● Written tasks:
(a) According to the post about Robert Conroy's upcoming novel, how many carriers does the United States have left in the Pacific after Midway?
(b) In the post about Robert Conroy's upcoming novel, which places does the blurb say are invaded, blockaded, plugged, or bombed by Japan?
(c) Carry on the post about Robert Conroy's upcoming novel from its last sentence.

● Text provided:
•••••
Robert Conroy is busy writing what feels like half a dozen alternate history novels lately, and their quality seems to be sliding down the mountainside if this newest example (to be released in December) is to be believed:
It is the summer of 1942 and what our historians have called the Incredible Victory in the Battle of Midway has become a horrendous disaster in the world. Two of America’s handful of carriers in the Pacific have blundered into a Japanese submarine picket line and have been sunk, while a third is destroyed the next day. The United States has only one carrier remaining in the Pacific against nine Japanese, while the ragtag remnants of U.S. battleships – an armada still reeling from the defeat at Pearl Harbor – are in even worse shape.
Now the Pacific belongs to the Japanese. And it doesn’t stop there as Japan thrust her sword in to the hilt. Alaska is invaded. Hawaii is under blockade. The Panama Canal is nearly plugged. Worst of all, the West Coast of America is ripe with destruction as bombers of the Empire of the Sun bombard West Coast American cities at will.
Despite these disasters, the U.S. begins to fight back. Limited counterattacks are made and a grand plan is put forth to lure the Japanese into an ambush that could restore the balance in the Pacific and give the forces of freedom a fighting chance once more.
Do I really need to go into how mind-bogglingly retarded that scenario (not the loss at Midway itself, mind you, but what follows) is?
•••••
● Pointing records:
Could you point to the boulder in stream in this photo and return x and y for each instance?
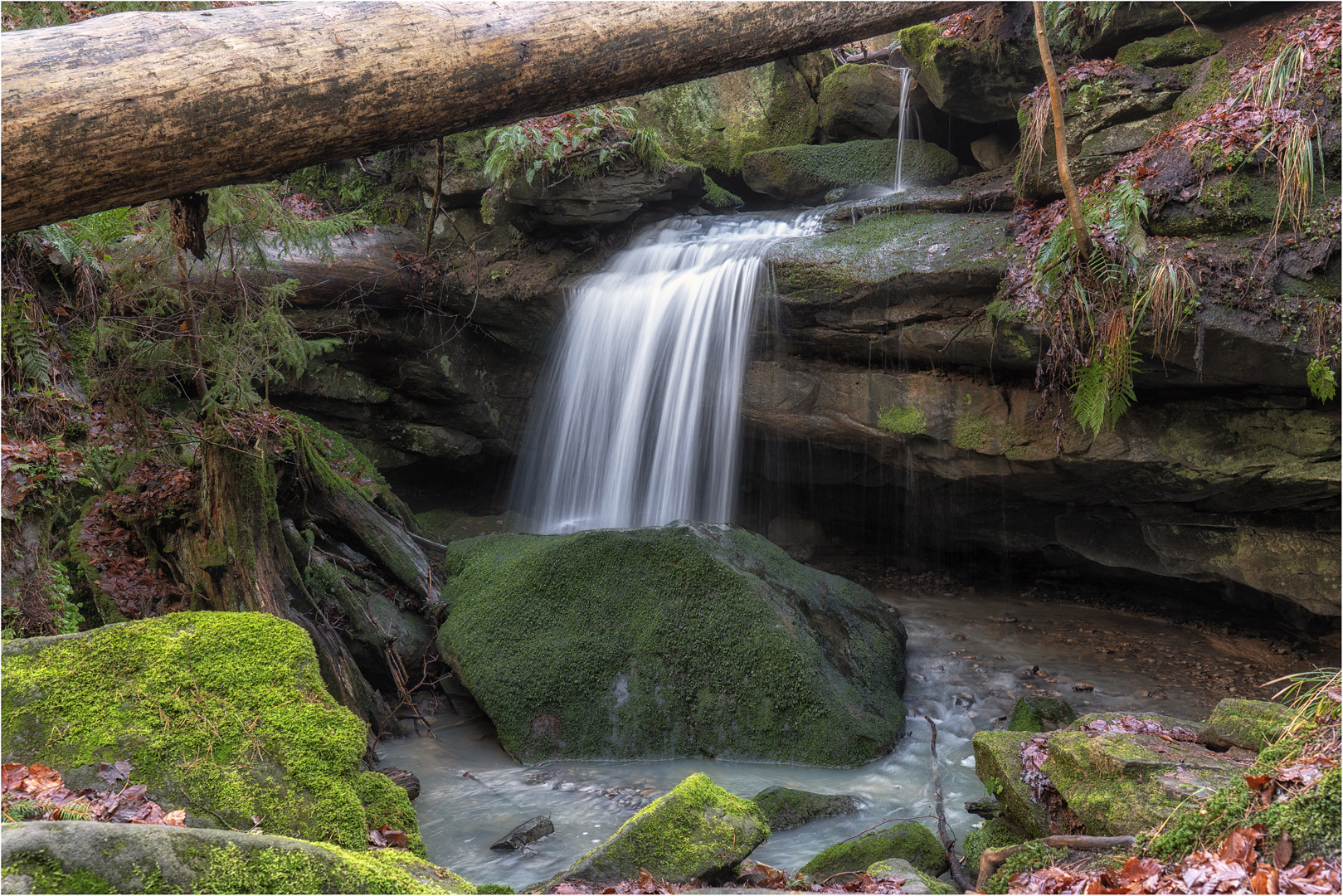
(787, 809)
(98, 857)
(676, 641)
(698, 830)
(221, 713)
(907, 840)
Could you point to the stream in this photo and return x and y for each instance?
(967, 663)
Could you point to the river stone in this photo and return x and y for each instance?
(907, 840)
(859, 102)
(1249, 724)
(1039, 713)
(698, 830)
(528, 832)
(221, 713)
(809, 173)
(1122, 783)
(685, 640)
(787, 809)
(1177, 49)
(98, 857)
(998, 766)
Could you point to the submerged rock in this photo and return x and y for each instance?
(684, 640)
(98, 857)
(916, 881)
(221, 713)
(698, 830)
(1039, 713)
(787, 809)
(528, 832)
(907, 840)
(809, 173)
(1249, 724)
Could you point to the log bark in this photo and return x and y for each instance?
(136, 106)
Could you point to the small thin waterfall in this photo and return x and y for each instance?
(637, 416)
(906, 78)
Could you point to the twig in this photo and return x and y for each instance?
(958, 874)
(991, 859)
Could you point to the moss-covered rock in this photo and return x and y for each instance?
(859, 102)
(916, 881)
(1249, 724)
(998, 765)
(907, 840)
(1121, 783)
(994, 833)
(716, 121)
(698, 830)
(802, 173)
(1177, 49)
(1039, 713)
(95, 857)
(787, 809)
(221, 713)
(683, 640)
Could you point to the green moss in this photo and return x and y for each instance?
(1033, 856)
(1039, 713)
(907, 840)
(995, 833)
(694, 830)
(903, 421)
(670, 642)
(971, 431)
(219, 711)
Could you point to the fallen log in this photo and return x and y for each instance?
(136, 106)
•••••
● Responses per task:
(a) Only one, against nine Japanese carriers.

(b) Alaska (invaded), Hawaii (under blockade), the Panama Canal (nearly plugged), and West Coast American cities (bombed).

(c)
*sighs*
I probably will have to. So here's the gist of it in a nutshell: Japan lacks the logistics to pull this off, plain and simple. Getting the Pearl Harbor strikeforce where it was without detection was a major gamble and only worked because it came there to attack, not to occupy. Invading Alaska, of all places? Talk about throwing men into a sink hole. Even assuming the IJN could resupply them - which, given the scarcity of large harbors in Alaska at the time is a doubtful proposition - the relative proximity of US and Allied harbors and the comparably fast time in which significant forces to repel such an invasion could be mustered makes the whole operation look like something a Bond villain would come up. And considering we're talking about the massively defective Japanese Imperial High Command that's saying a lot!
The Panama Canal being nearly plugged? Fine, I can believe that since the Japanese actually planned on doing just that with floatplanes launched from large submarines (which, again, does sound like a Bond villain plot, come to think of it...).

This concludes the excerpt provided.